▶ INSTRUCTIONS TO FOLLOW: Could you copy out every one of the records below, line for line and without changing anything?

━━━━━━

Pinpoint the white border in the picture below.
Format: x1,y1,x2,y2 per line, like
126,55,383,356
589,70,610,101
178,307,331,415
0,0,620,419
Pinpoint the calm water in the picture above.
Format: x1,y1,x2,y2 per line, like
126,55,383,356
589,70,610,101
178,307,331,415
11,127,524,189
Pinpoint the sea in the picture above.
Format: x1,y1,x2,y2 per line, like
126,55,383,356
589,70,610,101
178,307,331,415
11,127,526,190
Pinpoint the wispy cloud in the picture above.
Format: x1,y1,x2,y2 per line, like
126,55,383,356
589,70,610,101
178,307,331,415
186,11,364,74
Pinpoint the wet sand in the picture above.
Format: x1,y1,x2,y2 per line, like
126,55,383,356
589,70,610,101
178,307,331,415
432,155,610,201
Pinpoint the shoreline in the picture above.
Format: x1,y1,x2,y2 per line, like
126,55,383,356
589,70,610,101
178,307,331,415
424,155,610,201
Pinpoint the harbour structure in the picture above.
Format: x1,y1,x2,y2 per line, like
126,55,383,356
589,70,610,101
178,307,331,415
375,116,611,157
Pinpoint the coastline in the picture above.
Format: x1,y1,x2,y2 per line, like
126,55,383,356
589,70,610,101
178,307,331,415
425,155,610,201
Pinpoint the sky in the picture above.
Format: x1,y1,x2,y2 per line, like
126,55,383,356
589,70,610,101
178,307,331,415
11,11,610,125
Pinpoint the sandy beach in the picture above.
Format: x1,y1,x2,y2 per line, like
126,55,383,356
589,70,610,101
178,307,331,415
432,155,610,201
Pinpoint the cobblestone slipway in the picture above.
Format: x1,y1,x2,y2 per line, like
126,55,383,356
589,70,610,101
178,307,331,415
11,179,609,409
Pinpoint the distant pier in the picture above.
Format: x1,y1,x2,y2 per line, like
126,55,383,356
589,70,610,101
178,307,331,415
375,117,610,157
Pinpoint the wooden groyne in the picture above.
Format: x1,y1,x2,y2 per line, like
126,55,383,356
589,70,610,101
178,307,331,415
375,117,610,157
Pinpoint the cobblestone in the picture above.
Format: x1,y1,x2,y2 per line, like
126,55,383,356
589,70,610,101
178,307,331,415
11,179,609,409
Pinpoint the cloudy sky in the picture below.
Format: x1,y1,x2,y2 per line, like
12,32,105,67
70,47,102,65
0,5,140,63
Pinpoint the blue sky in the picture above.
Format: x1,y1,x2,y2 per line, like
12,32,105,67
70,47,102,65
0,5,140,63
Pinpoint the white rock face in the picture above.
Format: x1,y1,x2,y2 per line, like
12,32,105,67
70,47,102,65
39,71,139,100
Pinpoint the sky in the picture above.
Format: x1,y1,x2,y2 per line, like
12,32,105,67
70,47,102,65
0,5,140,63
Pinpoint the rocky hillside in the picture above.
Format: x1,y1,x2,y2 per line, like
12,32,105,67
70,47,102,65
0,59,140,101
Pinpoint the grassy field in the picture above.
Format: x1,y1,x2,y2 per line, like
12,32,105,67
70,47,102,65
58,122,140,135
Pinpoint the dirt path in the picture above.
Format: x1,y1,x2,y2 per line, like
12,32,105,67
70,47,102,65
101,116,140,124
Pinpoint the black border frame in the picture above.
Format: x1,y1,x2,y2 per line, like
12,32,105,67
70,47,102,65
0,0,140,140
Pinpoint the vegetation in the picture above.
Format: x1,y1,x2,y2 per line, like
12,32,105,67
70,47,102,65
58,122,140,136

━━━━━━

▶ RESPONSE TO THE EXERCISE:
Pinpoint the white border in the picture below.
Format: x1,y1,x2,y2 per line, like
126,55,383,356
589,70,610,101
178,307,331,415
0,0,620,419
Pinpoint the calm water in the picture above.
Format: x1,y1,x2,y2 per line, like
126,55,383,356
589,70,610,101
178,307,331,415
11,127,524,189
Pinpoint the sea in the picture above.
Format: x1,y1,x2,y2 per line, like
126,55,383,356
589,70,610,101
178,307,331,415
11,127,526,190
Pinpoint the wispy cloud in the picture above.
Format: x1,y1,x2,y2 per line, like
126,55,383,356
589,70,610,101
178,307,331,415
186,11,364,74
Pinpoint the wet sand in the picture above.
Format: x1,y1,x2,y2 per line, like
126,55,383,356
589,70,610,101
178,307,331,415
432,155,610,201
Pinpoint the shoreline in the picture above.
Format: x1,y1,x2,y2 per line, like
126,55,383,356
589,70,610,101
178,307,331,415
424,155,610,201
Pinpoint the harbour structure in the picture above.
Format: x1,y1,x2,y2 per line, like
126,55,383,356
589,70,610,101
178,307,331,415
375,116,611,157
Pinpoint the coastline in the picture above.
Format: x1,y1,x2,y2 per line, like
126,55,383,356
589,70,610,101
178,307,331,415
425,155,610,201
Pinpoint the sky in the picture above.
Format: x1,y1,x2,y2 per line, like
126,55,383,356
589,70,610,101
178,307,331,415
11,11,610,125
Pinpoint the sandy beach in the picture above.
Format: x1,y1,x2,y2 per line, like
126,55,383,356
589,70,610,101
178,307,331,415
432,155,610,201
Pinpoint the cobblestone slipway in the picture above.
Format: x1,y1,x2,y2 per line, like
126,55,383,356
589,70,610,101
178,307,331,415
11,179,609,409
Pinpoint the distant pier in the picture above.
Format: x1,y1,x2,y2 per line, like
126,55,383,356
589,70,610,101
178,307,331,415
375,117,610,157
Pinpoint the wooden groyne in the picture above.
Format: x1,y1,x2,y2 per line, like
126,55,383,356
589,70,610,101
178,307,331,415
375,117,610,157
Pinpoint the cobblestone in the picture above.
Format: x1,y1,x2,y2 per line, like
126,55,383,356
589,70,610,101
178,307,331,415
11,179,609,409
Pinpoint the cloudy sky in the picture below.
Format: x1,y1,x2,y2 per line, like
12,32,105,67
70,47,102,65
0,5,140,63
Pinpoint the blue sky in the picture above.
Format: x1,y1,x2,y2 per line, like
12,32,105,67
70,47,102,65
0,5,140,63
Pinpoint the white rock face in the picture above.
Format: x1,y1,x2,y2 per line, like
12,32,105,67
70,47,102,65
39,71,139,100
Pinpoint the sky in the picture above.
Format: x1,y1,x2,y2 per line, like
12,32,105,67
70,47,102,65
0,5,140,63
Pinpoint the rocky hillside in the picture above.
Format: x1,y1,x2,y2 per line, like
12,32,105,67
70,47,102,65
0,59,140,101
Pinpoint the grassy field in the picture above.
Format: x1,y1,x2,y2 per line, like
12,32,105,67
70,47,102,65
58,122,140,135
Pinpoint the dirt path in the picture above.
Format: x1,y1,x2,y2 per line, like
12,32,105,67
70,47,102,65
101,116,140,124
Pinpoint the black border frame in the picture above.
Format: x1,y1,x2,y2 per line, like
12,32,105,67
70,47,102,65
0,0,140,140
Pinpoint the vegetation in the picture above.
Format: x1,y1,x2,y2 per line, like
12,32,105,67
70,47,102,65
58,122,140,136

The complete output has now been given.